SCHRIFTLICHER AUFTRAG 1: Was geschah laut dem Text über die Abneigung gegen Zeitungen früher mit der Zeitung, nachdem sie gelesen war?
SCHRIFTLICHER AUFTRAG 2: Führe den Text über die Abneigung gegen Zeitungen im Anschluss an seinen letzten Satz fort.
***** TEXTAUSZUG
Es ist eine sich täglich stumm steigernde Frustration, bei Schreibern wie bei Lesern. Die Schreiber pressen endgültige, unwiderlegbare Gedanken aus sich heraus, sie sammeln einmalige Meldungen und destillieren daraus Gewißheiten, linke, rechte, mittlere und manchmal nur dämliche. Wie auch immer: Nach wenigen Stunden liegt alles im Container. Früher wurde die Zeitung zerschnitten und an einen Nagel auf den Abtritt gehängt.

Der Leser, wenn er ehrlich ist, kann den täglich vor ihn hingeschütteten Reichtum doch gar nicht verkraften! Sein bis in die letzten Windungen gestopftes Hirn fällt in eine Starre, eine Wahrnehmungsstarre. Das tut es, um zu überleben. Jedenfalls ist das bei mir so, und ich kann nicht glauben, daß ich mit meiner Zeitungsaversion allein auf der Welt bin. Wo aber finde ich Gleichgesinnte? Nicht in meiner Umgebung jedenfalls, da nehmen die Menschen noch vor dem Mittagsläuten nicht nur FAZ und taz und NZZ und SZ zu sich, sondern auch noch französische oder englische Zeitungen, und mit dem letzten Schluck Vitaminsaft und dem letzten Bissen Körnerbrötchen ist auch die Welt samt Aktienlage und Wetterbericht verschlungen – nicht nur die gleichnamige Zeitung.

Du mußt unbedingt den Literaturteil lesen!

Ja, verflucht, aber wenn ich die Literaturteile alle lese, bin ich nicht imstande, auch noch ein Buch oder mehrere Bücher zu lesen, denn morgen gibt's wieder einen Literaturteil und Feuilleton sowieso, und wenn man den Wirtschaftsteil immer gleich wegschmeißt, gilt man als ignorant und gestrig. Auch in den Sport muß man wenigstens geschaut haben, damit man weiß, wovon die Kerle reden. Intellektuelle reden furchtbar gern über Sport. Auch solche, die nicht einen Fuß unfallfrei vor den anderen kriegen und unter der Last einer Zigarette schon zusammenzubrechen scheinen.

Zeitungen sind eine Pest. Sie liegen überall herum und starren einen anklagend an. Du hast den Habermas-Essay noch nicht gelesen und wirst morgen wieder wie die letzte Pfeife dastehen!

Also reißt man ihn raus und legt ihn zu den anderen vergilbenden, schlampigen, unsere Aufmerksamkeit einfordernden Papierfetzen. Ordentliche Menschen haben Papierscheren und Mappen, nach Themen geordnet. Mit einem Griff finden sie den hochinteressanten Artikel über die Frau im Islam aus dem Jahre 1994, ja, aus der SZ, muß im Juni gewesen sein, ah, da isser ja.

Ich finde nur, was ich nicht suche: Altpapier. Und weiß auch ums Platzen nicht mehr, warum ich diese Glosse oder jenen Diätvorschlag aufgehoben habe. Oder eine kilometerlange Neubewertung der Werke Ernst Jüngers.
**********
***** GEGEBENE ANGABEN
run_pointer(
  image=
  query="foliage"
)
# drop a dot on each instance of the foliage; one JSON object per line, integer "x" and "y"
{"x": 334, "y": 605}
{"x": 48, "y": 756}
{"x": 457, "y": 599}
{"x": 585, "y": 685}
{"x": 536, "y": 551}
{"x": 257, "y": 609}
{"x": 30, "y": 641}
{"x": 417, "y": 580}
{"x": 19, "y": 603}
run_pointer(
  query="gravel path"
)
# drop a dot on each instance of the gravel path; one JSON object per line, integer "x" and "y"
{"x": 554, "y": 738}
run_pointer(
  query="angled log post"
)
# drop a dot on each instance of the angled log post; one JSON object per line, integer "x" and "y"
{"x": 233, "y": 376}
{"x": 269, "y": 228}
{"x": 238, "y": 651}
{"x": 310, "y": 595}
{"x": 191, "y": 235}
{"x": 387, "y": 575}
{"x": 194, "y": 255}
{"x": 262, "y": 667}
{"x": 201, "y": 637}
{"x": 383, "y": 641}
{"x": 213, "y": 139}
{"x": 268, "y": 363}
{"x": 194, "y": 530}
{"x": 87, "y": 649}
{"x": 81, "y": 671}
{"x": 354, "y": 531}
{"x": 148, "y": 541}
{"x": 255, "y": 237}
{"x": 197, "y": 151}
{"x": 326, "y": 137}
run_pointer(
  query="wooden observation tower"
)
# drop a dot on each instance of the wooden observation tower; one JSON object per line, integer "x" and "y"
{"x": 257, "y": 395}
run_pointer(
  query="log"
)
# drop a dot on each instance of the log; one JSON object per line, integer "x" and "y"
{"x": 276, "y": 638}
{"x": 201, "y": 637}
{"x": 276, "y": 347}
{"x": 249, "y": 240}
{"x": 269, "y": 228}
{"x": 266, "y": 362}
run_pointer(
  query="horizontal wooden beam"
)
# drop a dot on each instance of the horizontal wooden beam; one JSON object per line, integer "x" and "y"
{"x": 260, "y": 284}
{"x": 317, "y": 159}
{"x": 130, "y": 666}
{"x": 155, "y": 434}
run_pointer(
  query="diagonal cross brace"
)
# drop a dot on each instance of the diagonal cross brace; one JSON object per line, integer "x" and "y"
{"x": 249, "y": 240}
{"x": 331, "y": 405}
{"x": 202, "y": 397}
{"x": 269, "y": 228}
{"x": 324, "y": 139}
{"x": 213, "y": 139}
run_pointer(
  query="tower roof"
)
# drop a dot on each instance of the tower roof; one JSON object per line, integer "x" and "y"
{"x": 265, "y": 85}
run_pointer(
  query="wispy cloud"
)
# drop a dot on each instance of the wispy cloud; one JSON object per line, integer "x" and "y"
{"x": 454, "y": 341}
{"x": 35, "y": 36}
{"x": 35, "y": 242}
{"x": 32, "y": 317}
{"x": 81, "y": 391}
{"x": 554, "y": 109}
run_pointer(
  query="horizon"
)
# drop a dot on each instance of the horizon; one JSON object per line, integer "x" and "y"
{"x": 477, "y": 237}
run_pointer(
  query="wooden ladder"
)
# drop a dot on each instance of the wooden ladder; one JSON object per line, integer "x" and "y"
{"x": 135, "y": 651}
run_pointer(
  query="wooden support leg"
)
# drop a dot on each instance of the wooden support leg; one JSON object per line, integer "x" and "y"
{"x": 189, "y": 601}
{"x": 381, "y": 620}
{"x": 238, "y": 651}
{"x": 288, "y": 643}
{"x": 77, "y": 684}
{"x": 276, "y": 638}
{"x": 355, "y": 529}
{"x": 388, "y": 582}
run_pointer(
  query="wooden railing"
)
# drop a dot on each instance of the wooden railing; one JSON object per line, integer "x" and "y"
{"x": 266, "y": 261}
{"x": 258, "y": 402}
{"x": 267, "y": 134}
**********
ERGEBNIS 1: Sie wurde zerschnitten und an einen Nagel auf den Abtritt gehängt.

ERGEBNIS 2:
Ich hasse Zeitungen. Alle. Es hat gar nichts mit ihrer politischen Richtung, ihrem Layout oder dem Ehrgeiz ihrer Journalisten zu tun. Seit es das Internet gibt, verfügen auch sehr schlichthirnige Schreiber über einen reichen Zitatenschatz. Man staunt immer wieder, wie sich da manch klopsiger Text mit sehr feinen Lesefrüchten schmückt.

Also gut: Man kauft eine, weil es ja nicht anders geht und man der menschlichen Gesellschaft nicht abschwören mag, sie kostet meinetwegen zwei Euro, und dann schmeißt man für einen Euro fünfzig ungelesenes Papier weg. Ich esse eine Artischocke, da schmeiße ich von den vier Euro, die sie gekostet hat, drei Euro fünfzig weg, ohne zu klagen. Aber für den Rest kriege ich eine flüchtige, dennoch unvergeßliche Köstlichkeit. Wenn man in der Zeitung etwas findet, das den Artischockenvergleich verdient, möchte man's in einem richtigen Buch sehen und nicht schon wieder Altpapier horten. Denn das vermehrt sich: Es besetzt Plätze, die ihm nicht gehören, es zwängt sich in Schubladen und Regale, bedeckt Eßtische und Nachtschränke, Abordnungen tauchen in der Küche auf, eine Konterbande, die sich mit Kochrezepten tarnt. Im Badezimmer winkt eine Kosmetikwerbung triumphierend zwischen den Nagellackfläschchen hervor, sie hat sich mit der Tageszeitung eingeschmuggelt, die – Samstagsausgabe und fett – erstickt indessen ein paar wehrlose Bücher auf dem Schreibtisch.

Ich hasse Zeitungen, denn sie nehmen keine Rücksicht. Sie wissen um ihren frühen Tod, deswegen sind sie in ihrer kurzen Lebenszeit entsetzlich aufdringlich. Und wenn sie gestorben sind, hinterlassen sie überall die Hüllen toter Aufregungen. Es nützt nichts, sie zu beseitigen. Morgen sind neue da. Und nicht einmal sonntags ist man noch sicher.